> Stated goal
The records are to be restated in their entirety, word for word.
----
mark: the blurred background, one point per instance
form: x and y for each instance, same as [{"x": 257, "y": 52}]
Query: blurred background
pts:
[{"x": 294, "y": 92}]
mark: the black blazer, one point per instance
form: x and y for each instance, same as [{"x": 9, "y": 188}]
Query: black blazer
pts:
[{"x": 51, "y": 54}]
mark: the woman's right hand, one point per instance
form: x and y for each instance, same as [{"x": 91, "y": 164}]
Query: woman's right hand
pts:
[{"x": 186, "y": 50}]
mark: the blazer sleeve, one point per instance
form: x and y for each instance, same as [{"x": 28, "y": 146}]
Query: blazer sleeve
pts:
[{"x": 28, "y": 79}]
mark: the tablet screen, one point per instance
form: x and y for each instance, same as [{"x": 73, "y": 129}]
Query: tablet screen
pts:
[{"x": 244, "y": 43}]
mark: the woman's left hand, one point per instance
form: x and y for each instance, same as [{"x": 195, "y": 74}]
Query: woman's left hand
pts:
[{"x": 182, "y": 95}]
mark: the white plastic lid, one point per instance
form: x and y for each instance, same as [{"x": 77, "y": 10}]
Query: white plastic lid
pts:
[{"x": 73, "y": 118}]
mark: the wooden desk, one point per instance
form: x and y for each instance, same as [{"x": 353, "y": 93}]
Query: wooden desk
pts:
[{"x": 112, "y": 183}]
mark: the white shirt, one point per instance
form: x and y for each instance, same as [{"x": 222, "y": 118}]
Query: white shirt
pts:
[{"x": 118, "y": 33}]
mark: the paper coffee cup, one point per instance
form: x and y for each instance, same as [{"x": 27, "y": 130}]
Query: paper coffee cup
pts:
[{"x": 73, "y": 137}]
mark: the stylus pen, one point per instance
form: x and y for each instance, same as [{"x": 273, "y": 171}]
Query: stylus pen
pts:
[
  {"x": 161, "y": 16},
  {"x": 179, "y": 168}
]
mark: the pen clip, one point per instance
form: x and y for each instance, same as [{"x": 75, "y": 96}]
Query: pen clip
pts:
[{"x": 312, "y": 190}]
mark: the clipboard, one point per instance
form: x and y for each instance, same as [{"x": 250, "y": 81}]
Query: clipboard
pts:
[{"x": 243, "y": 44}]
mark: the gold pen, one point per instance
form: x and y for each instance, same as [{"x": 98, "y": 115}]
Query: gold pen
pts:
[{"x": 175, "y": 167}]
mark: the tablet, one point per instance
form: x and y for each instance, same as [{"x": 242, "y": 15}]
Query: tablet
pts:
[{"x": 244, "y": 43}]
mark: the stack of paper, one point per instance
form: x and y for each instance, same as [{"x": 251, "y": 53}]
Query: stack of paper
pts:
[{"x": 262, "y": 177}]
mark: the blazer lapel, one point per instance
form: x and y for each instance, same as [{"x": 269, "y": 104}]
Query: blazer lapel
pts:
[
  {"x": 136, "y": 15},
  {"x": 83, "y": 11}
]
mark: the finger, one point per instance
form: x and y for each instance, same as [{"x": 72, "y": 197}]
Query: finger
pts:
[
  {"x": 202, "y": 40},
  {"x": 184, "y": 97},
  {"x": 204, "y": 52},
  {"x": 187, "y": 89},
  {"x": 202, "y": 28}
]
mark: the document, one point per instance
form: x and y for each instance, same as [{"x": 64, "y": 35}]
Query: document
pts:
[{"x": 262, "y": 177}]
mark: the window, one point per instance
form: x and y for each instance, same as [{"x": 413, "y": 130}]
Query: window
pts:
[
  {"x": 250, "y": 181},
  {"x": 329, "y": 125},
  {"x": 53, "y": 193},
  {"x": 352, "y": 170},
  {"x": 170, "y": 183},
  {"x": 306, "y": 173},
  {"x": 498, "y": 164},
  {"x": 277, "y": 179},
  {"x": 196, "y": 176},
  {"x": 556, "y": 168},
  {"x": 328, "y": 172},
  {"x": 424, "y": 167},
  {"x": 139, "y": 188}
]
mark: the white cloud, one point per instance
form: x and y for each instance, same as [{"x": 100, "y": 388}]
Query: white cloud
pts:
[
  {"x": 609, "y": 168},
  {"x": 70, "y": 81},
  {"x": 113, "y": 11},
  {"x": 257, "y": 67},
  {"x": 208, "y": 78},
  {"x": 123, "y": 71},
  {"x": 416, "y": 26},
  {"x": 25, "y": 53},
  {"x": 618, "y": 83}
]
----
> Response for this exercise
mark: the blurred background, one point per instance
form: x and y for each instance, same as [{"x": 257, "y": 52}]
Query: blurred background
pts:
[{"x": 294, "y": 92}]
mark: the black blazer, one point per instance
form: x and y for each instance, same as [{"x": 9, "y": 188}]
Query: black blazer
pts:
[{"x": 51, "y": 54}]
mark: the woman's right hand, one point per instance
form: x and y for each instance, same as [{"x": 91, "y": 164}]
Query: woman's right hand
pts:
[{"x": 186, "y": 50}]
mark: the blazer sleeve, one point per instance
form: x and y for each instance, same as [{"x": 28, "y": 146}]
Query: blazer sleeve
pts:
[{"x": 28, "y": 79}]
mark: the tablet screen, one point per instance
form: x and y for each instance, same as [{"x": 73, "y": 129}]
Query: tablet screen
pts:
[{"x": 244, "y": 43}]
mark: the woman's left hand, one point per instance
form: x and y for each instance, same as [{"x": 195, "y": 74}]
Query: woman's left hand
pts:
[{"x": 182, "y": 95}]
mark: the white plastic lid, one point per instance
form: x and y for each instance, same as [{"x": 77, "y": 10}]
Query: white plastic lid
pts:
[{"x": 73, "y": 118}]
mark: the wooden desk, one point per instance
form: x and y for each instance, same as [{"x": 353, "y": 93}]
Query: wooden desk
pts:
[{"x": 112, "y": 183}]
mark: the white shirt, one point per instance
form: x and y for each instance, same as [{"x": 222, "y": 118}]
Query: white shirt
pts:
[{"x": 118, "y": 33}]
mark: the paper coffee cup, one point per instance
form: x and y for each instance, same as [{"x": 27, "y": 130}]
Query: paper coffee cup
pts:
[{"x": 73, "y": 137}]
mark: the stylus pen, one point per instance
form: x and y for each instance, same as [{"x": 273, "y": 171}]
Query: stylus pen
pts:
[
  {"x": 161, "y": 16},
  {"x": 179, "y": 168}
]
mark: the pen clip, one point per instance
form: x and y for each instance, same as [{"x": 75, "y": 96}]
Query: pen clip
pts:
[{"x": 312, "y": 190}]
mark: the clipboard, one point per instance
form: x and y for each instance, same as [{"x": 250, "y": 81}]
Query: clipboard
pts:
[{"x": 243, "y": 44}]
mark: the gold pen, one point per instance
form: x and y for each instance, same as [{"x": 98, "y": 115}]
Query: gold pen
pts:
[{"x": 175, "y": 167}]
mark: the tablet, one point per instance
form: x and y for each instance, same as [{"x": 242, "y": 15}]
Query: tablet
pts:
[{"x": 244, "y": 43}]
mark: the stack of paper, one point per instance
form: x and y for each instance, same as [{"x": 251, "y": 53}]
Query: stack of paper
pts:
[{"x": 262, "y": 177}]
mark: the blazer lapel, one point per instance
form: x and y for each instance, same as [{"x": 269, "y": 104}]
Query: blazer lapel
pts:
[
  {"x": 136, "y": 15},
  {"x": 83, "y": 11}
]
mark: the finger, one point per instance
form: x and y for each instance, same as [{"x": 72, "y": 197}]
Query: finger
pts:
[
  {"x": 202, "y": 40},
  {"x": 184, "y": 97},
  {"x": 204, "y": 52},
  {"x": 187, "y": 89},
  {"x": 202, "y": 28}
]
mark: the document, one point per instance
form: x and y for each instance, same as [{"x": 64, "y": 35}]
Query: document
pts:
[{"x": 262, "y": 177}]
mark: the window, one point per instance
form: x and y for each instance, same as [{"x": 413, "y": 130}]
Query: window
pts:
[
  {"x": 250, "y": 181},
  {"x": 329, "y": 125},
  {"x": 53, "y": 193},
  {"x": 352, "y": 170},
  {"x": 170, "y": 183},
  {"x": 306, "y": 173},
  {"x": 498, "y": 164},
  {"x": 277, "y": 179},
  {"x": 196, "y": 176},
  {"x": 556, "y": 168},
  {"x": 328, "y": 172},
  {"x": 424, "y": 167},
  {"x": 139, "y": 188}
]
mark: the white cloud, one point per instance
form: x and y for each instance, same as [{"x": 100, "y": 388}]
Query: white cloud
pts:
[
  {"x": 609, "y": 168},
  {"x": 70, "y": 81},
  {"x": 113, "y": 11},
  {"x": 257, "y": 67},
  {"x": 208, "y": 78},
  {"x": 123, "y": 71},
  {"x": 416, "y": 26},
  {"x": 25, "y": 53},
  {"x": 618, "y": 83}
]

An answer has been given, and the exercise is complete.